● **Task to carry out**
Convert every line of the records below into a JSON list of strings, one string per line, omitting blank lines.

# START OF Provided material

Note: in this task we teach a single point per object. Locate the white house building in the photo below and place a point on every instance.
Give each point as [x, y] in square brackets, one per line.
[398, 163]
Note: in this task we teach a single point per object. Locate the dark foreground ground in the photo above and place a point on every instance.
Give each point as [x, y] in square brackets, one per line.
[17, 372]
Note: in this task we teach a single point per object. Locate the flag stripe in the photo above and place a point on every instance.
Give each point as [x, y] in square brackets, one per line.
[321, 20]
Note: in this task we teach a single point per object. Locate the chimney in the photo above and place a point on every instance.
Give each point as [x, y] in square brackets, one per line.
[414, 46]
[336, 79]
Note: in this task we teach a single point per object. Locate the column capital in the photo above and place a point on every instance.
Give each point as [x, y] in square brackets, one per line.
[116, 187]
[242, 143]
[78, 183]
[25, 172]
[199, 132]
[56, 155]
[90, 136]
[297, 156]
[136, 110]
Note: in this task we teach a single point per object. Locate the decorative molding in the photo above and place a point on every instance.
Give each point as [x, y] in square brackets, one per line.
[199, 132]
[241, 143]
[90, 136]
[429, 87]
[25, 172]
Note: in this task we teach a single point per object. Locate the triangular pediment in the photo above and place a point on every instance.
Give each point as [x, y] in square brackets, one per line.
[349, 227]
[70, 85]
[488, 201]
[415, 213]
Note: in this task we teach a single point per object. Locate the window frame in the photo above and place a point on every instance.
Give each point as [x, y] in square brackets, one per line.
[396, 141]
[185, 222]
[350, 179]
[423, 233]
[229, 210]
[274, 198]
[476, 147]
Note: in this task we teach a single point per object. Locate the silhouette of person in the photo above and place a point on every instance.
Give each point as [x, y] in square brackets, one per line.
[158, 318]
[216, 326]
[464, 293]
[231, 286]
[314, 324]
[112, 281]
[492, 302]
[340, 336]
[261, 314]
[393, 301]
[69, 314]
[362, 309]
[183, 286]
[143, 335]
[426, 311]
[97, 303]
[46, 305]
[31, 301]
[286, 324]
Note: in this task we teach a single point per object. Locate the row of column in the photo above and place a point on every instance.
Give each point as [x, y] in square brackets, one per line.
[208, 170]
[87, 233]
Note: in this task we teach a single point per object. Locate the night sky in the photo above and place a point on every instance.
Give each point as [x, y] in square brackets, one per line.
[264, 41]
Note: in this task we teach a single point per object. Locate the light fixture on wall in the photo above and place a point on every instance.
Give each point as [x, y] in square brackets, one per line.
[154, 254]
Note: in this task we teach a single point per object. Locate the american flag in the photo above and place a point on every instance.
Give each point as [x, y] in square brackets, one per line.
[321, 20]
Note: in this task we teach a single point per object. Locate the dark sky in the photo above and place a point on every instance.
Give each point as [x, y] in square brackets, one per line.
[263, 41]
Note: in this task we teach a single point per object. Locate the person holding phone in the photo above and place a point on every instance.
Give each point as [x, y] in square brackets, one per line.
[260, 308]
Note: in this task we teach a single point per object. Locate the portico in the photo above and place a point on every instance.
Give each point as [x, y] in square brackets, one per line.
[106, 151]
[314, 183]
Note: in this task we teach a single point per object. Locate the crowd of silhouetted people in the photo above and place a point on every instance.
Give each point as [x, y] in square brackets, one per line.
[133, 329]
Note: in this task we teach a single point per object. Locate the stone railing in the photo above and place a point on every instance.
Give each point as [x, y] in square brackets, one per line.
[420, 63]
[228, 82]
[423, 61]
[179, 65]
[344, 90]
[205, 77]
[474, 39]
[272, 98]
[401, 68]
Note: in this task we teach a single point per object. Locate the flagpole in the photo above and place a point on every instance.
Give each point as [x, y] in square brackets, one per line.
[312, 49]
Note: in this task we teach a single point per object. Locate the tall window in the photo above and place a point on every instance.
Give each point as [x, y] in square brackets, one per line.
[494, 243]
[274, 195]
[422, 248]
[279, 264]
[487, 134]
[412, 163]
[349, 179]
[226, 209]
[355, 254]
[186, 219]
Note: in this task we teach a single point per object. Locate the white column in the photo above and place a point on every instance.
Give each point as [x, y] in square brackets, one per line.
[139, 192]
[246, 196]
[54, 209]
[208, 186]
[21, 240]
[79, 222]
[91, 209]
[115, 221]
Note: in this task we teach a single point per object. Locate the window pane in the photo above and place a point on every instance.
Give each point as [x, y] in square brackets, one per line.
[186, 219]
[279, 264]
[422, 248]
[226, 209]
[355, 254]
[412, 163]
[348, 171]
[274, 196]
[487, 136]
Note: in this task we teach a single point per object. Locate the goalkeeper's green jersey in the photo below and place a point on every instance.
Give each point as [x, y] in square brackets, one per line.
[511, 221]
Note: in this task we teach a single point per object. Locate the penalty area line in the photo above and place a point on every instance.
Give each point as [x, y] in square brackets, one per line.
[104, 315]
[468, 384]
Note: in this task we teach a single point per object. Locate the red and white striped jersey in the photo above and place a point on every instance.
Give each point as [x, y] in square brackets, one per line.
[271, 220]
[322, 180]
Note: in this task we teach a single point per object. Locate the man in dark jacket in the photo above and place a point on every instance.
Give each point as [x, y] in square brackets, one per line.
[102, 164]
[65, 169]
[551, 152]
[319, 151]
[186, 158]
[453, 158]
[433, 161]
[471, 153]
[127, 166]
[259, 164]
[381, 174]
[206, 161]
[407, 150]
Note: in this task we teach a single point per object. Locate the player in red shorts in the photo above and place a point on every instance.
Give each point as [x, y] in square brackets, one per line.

# END OF Provided material

● **Full solution**
[
  "Note: in this task we teach a single point per object. Locate the white house building in the photo below and place a point on every instance.",
  "Give each point as [x, y] in square brackets, one per line.",
  "[398, 163]",
  "Note: in this task we teach a single point per object. Locate the dark foreground ground in the photo above and place a point on every instance.",
  "Give each point as [x, y] in square brackets, one per line.",
  "[17, 372]",
  "Note: in this task we teach a single point per object. Locate the flag stripe in the photo above and place a point on every instance.",
  "Give each point as [x, y] in square brackets, one per line.",
  "[321, 20]",
  "Note: in this task we teach a single point per object. Locate the chimney in the photo above and place a point on every instance.",
  "Give each point as [x, y] in square brackets, one per line.",
  "[414, 46]",
  "[336, 79]",
  "Note: in this task we teach a single point per object. Locate the column capital in the photo above and place a point on every instance.",
  "Give each point as [x, y] in square brackets, one per line.",
  "[116, 187]",
  "[242, 143]",
  "[78, 183]",
  "[25, 172]",
  "[199, 132]",
  "[56, 155]",
  "[90, 136]",
  "[297, 156]",
  "[136, 110]",
  "Note: in this task we teach a single point per object. Locate the decorative molding in the photo above and place a point on every instance.",
  "Give each point as [x, y] in square brackets, one per line.",
  "[199, 132]",
  "[241, 143]",
  "[90, 136]",
  "[429, 87]",
  "[25, 172]",
  "Note: in this task we teach a single point per object. Locate the triangular pediment in the photo above and place a point on every instance.",
  "Give each point as [x, y] in square brackets, one per line.",
  "[349, 227]",
  "[70, 85]",
  "[488, 201]",
  "[415, 213]",
  "Note: in this task we teach a single point per object. Locate the window frame in the photo above and place a point on every instance.",
  "Give each point as [x, y] in square brackets, one per line.",
  "[396, 141]",
  "[185, 222]",
  "[350, 179]",
  "[423, 233]",
  "[229, 210]",
  "[274, 198]",
  "[476, 147]",
  "Note: in this task we teach a single point per object. Locate the silhouette of person in the photo above and place a point on every instance.",
  "Give each point as [x, y] in square brackets, one per line.",
  "[158, 318]",
  "[216, 326]",
  "[464, 293]",
  "[231, 286]",
  "[314, 324]",
  "[112, 281]",
  "[492, 302]",
  "[340, 336]",
  "[261, 314]",
  "[393, 301]",
  "[69, 314]",
  "[362, 309]",
  "[183, 286]",
  "[143, 335]",
  "[426, 311]",
  "[97, 303]",
  "[46, 305]",
  "[31, 301]",
  "[286, 324]",
  "Note: in this task we teach a single point per object. Locate the row of column in the photo above and place a point on every instance.",
  "Give each point as [x, y] in square brackets, one per line.",
  "[208, 170]",
  "[87, 233]",
  "Note: in this task we teach a single point per object. Locate the night sky in the photo above and place a point on every instance.",
  "Give each point as [x, y] in square brackets, one per line.",
  "[264, 41]",
  "Note: in this task we teach a single point per object. Locate the light fixture on wall in the photo above and place a point on every instance.",
  "Give each point as [x, y] in square brackets, one per line.",
  "[154, 254]",
  "Note: in this task we teach a single point per object. Locate the american flag in the photo above and place a point on every instance.",
  "Give each point as [x, y] in square brackets, one per line.",
  "[321, 20]",
  "Note: in this task we teach a single point per object. Locate the dark sky in the photo above and place a point on every instance.",
  "Give each point as [x, y] in square brackets, one per line.",
  "[263, 41]",
  "Note: in this task we teach a single point per object. Locate the person holding phone in the photo above and place a point on every instance.",
  "Give each point as [x, y] in square brackets, one per line.",
  "[260, 308]",
  "Note: in this task we teach a single point per object. Locate the portico in the photo above and place a point on every instance.",
  "Give each point as [x, y] in square brackets, one per line.",
  "[106, 151]",
  "[314, 183]",
  "Note: in this task we teach a single point per object. Locate the crowd of silhouetted people in the photo above and place a point on every instance.",
  "Give each point as [x, y] in square brackets, one per line.",
  "[133, 329]",
  "Note: in this task we teach a single point per object. Locate the stone railing in the photo above and place a point on every instance.",
  "Give each point as [x, y] in square brackets, one per line.",
  "[420, 63]",
  "[228, 82]",
  "[423, 61]",
  "[179, 65]",
  "[344, 90]",
  "[205, 77]",
  "[474, 39]",
  "[272, 98]",
  "[401, 68]",
  "Note: in this task we teach a single point per object. Locate the flagpole in the photo above and place a point on every instance.",
  "Give each point as [x, y] in square brackets, one per line.",
  "[312, 49]",
  "Note: in this task we teach a single point per object. Locate the tall window in the photo above and place a point on every instance.",
  "Give each point as [x, y] in square brackets, one per line.",
  "[494, 243]",
  "[274, 195]",
  "[422, 248]",
  "[279, 264]",
  "[487, 134]",
  "[412, 163]",
  "[349, 179]",
  "[226, 209]",
  "[355, 254]",
  "[186, 219]",
  "Note: in this task we teach a single point per object. Locate the white column in the photo above and place a point on every instance.",
  "Give each point as [x, y] in square brackets, one per line.",
  "[139, 192]",
  "[246, 196]",
  "[54, 209]",
  "[208, 186]",
  "[21, 240]",
  "[79, 222]",
  "[91, 209]",
  "[115, 221]",
  "Note: in this task we teach a single point per object. Locate the window pane in the photo above and place a point on every instance.",
  "Give each point as [x, y] in square brackets, one per line.",
  "[186, 219]",
  "[279, 264]",
  "[422, 248]",
  "[226, 209]",
  "[355, 254]",
  "[412, 163]",
  "[348, 171]",
  "[274, 196]",
  "[487, 136]",
  "Note: in this task we teach a single point per object. Locate the goalkeeper's green jersey in the photo below and place a point on every instance.",
  "Give each point as [x, y] in square brackets, one per line.",
  "[511, 221]",
  "Note: in this task we teach a single point per object. Locate the penalty area line in the photo above and place a point on every instance.",
  "Give each point as [x, y] in square brackets, one per line.",
  "[104, 315]",
  "[468, 384]",
  "Note: in this task we teach a single point per object. Locate the red and white striped jersey in the photo above and place a point on every instance.",
  "Give each point as [x, y] in square brackets, one per line.",
  "[271, 220]",
  "[322, 180]",
  "Note: in this task we teach a single point per object. Locate the man in dark jacket in the photo above and place a point on every instance.",
  "Give each point as [x, y] in square brackets, one per line.",
  "[102, 164]",
  "[65, 169]",
  "[551, 152]",
  "[319, 151]",
  "[186, 158]",
  "[453, 158]",
  "[433, 161]",
  "[471, 153]",
  "[127, 166]",
  "[259, 164]",
  "[381, 174]",
  "[206, 161]",
  "[407, 150]",
  "Note: in this task we teach a single point per object. Locate the player in red shorts in the photo above and place a point on every instance.",
  "Give each point as [x, y] in square brackets, one per line."
]